● Do this: Leaving the pictures aside, transcribe every line below exactly.

[BEGIN]

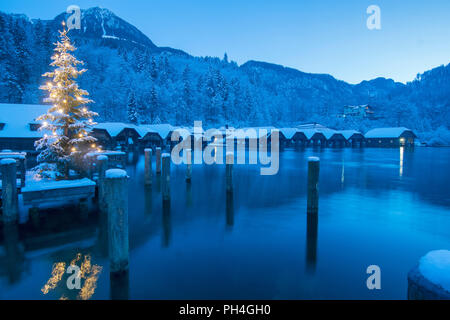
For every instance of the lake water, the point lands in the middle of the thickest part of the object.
(385, 207)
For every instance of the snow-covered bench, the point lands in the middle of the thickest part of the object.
(20, 158)
(44, 191)
(116, 159)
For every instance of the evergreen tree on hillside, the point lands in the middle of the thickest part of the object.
(132, 115)
(68, 121)
(10, 91)
(21, 60)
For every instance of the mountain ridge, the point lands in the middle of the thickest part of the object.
(170, 85)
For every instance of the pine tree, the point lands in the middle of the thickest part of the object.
(132, 109)
(67, 121)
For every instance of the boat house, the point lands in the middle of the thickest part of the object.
(390, 137)
(353, 138)
(111, 134)
(18, 126)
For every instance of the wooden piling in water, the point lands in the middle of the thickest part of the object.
(313, 185)
(229, 171)
(188, 165)
(116, 189)
(9, 190)
(158, 160)
(148, 167)
(102, 163)
(165, 181)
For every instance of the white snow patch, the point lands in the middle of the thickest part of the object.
(17, 119)
(7, 161)
(39, 185)
(386, 132)
(102, 157)
(115, 174)
(435, 266)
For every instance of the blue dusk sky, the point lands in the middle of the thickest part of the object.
(321, 36)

[END]

● Exercise solution:
For every instance of the lake water, the point lands in the middle of the thickest part of the object.
(385, 207)
For every instance of the snow-covered bench, the point lands in the middle of the thickest part of the object.
(20, 158)
(44, 191)
(116, 159)
For every instance of the evergreen tree on hillside, the point lands in the middle of the thickest part of the object.
(132, 115)
(68, 121)
(10, 91)
(21, 60)
For every instance of the mountain ridge, the point lands in the middle of the thickest part of the object.
(170, 85)
For every instance of the pine tree, the point lands in the middle of the thickest part of the object.
(132, 109)
(67, 121)
For every instance of the boat house, the point lands in the middle of the thickest part of the object.
(390, 137)
(353, 138)
(111, 134)
(18, 126)
For every instance of the wooden piling in water, the point lands in the middle of the thickest part of the object.
(313, 185)
(229, 171)
(188, 165)
(116, 189)
(9, 190)
(158, 160)
(148, 167)
(102, 163)
(165, 181)
For every instance of the white snow patch, the point lands in the middle of the thickest part of the object.
(17, 119)
(7, 161)
(39, 185)
(386, 132)
(102, 157)
(115, 174)
(435, 266)
For every instance of the blue dusk sky, the point lands in the middle of the thickest part of the object.
(321, 36)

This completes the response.